*** BRANO ESTRATTO
Ritengo che il ricorso all’omeopatia e alle medicine alternative, in generale, sia soprattutto una denuncia indiretta nei confronti di una scienza e di una medicina ormai settorializzata, organicistica e molto “asettica”: una medicina che si occupa più dei risultati dei RCT che della persona, in tutte le sue dimensioni. Evidentemente … questa è la medicina che comunichiamo e che la gente intende (… per inciso l’omeopatia è nata probabilmente anche come reazione ai salassi ed alle purghe della medicina ufficiale del tempo).
Se le cose stanno così, nessuna meraviglia quindi che chi ha strumenti culturali più adeguati scelga una via per così dire “eretica” (alternativa ed ecologica), ma sempre collegata al medico (che speriamo ne riconosca i limiti), e che chi ha meno cultura, talora, si rivolga invece ai santi (che non possono certo far male, perché non sono più fra noi) o, peggio, ai santoni o cialtroni che dir si voglia (che possono invece far male e molto, perché vivi).
******
## USO DELLE INFORMAZIONI
1 – Secondo il brano sull'omeopatia, a che cosa avrebbe probabilmente reagito l'omeopatia al momento della sua nascita?
2 – Per favore, ricopia senza modifiche il tratto del brano sull'omeopatia che va dalle parole "Ritengo che il" fino alle parole "ufficiale del tempo)." incluse.
I record non hanno alcun ruolo in questo.
*** VOCI FORNITE
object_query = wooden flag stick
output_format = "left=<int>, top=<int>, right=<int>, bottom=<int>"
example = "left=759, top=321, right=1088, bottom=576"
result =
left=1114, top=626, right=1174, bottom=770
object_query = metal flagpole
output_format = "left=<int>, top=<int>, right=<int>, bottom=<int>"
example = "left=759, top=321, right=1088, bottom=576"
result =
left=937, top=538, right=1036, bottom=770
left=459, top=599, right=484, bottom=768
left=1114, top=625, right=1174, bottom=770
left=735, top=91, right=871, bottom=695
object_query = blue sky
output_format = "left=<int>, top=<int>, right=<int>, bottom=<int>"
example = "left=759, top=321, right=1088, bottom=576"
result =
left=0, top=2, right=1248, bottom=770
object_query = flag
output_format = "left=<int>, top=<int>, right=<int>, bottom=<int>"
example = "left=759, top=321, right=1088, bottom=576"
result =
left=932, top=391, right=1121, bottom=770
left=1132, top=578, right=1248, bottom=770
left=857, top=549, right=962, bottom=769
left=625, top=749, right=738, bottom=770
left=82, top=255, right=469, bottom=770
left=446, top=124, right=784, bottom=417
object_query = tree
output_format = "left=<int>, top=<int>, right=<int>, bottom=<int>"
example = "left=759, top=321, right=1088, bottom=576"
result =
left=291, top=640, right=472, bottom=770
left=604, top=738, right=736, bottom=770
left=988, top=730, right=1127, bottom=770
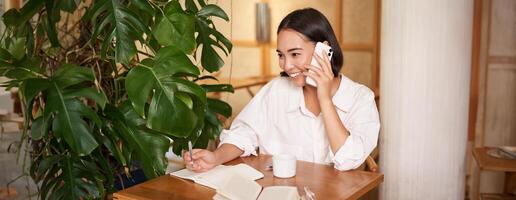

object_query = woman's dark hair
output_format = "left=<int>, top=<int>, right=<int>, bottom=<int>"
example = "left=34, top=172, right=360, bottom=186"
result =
left=277, top=8, right=344, bottom=77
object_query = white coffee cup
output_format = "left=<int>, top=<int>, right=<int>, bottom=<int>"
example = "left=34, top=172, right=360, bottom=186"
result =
left=272, top=154, right=296, bottom=178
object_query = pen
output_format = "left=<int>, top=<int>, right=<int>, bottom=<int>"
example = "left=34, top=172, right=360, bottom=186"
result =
left=188, top=141, right=193, bottom=165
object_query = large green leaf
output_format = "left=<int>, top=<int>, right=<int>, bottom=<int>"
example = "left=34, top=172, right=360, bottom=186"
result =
******
## INSIEME DELLE SOLUZIONI
1 – Ai salassi e alle purghe della medicina ufficiale del tempo.

2 –
Ritengo che il ricorso all’omeopatia e alle medicine alternative, in generale, sia soprattutto una denuncia indiretta nei confronti di una scienza e di una medicina ormai settorializzata, organicistica e molto “asettica”: una medicina che si occupa più dei risultati dei RCT che della persona, in tutte le sue dimensioni. Evidentemente … questa è la medicina che comunichiamo e che la gente intende (… per inciso l’omeopatia è nata probabilmente anche come reazione ai salassi ed alle purghe della medicina ufficiale del tempo).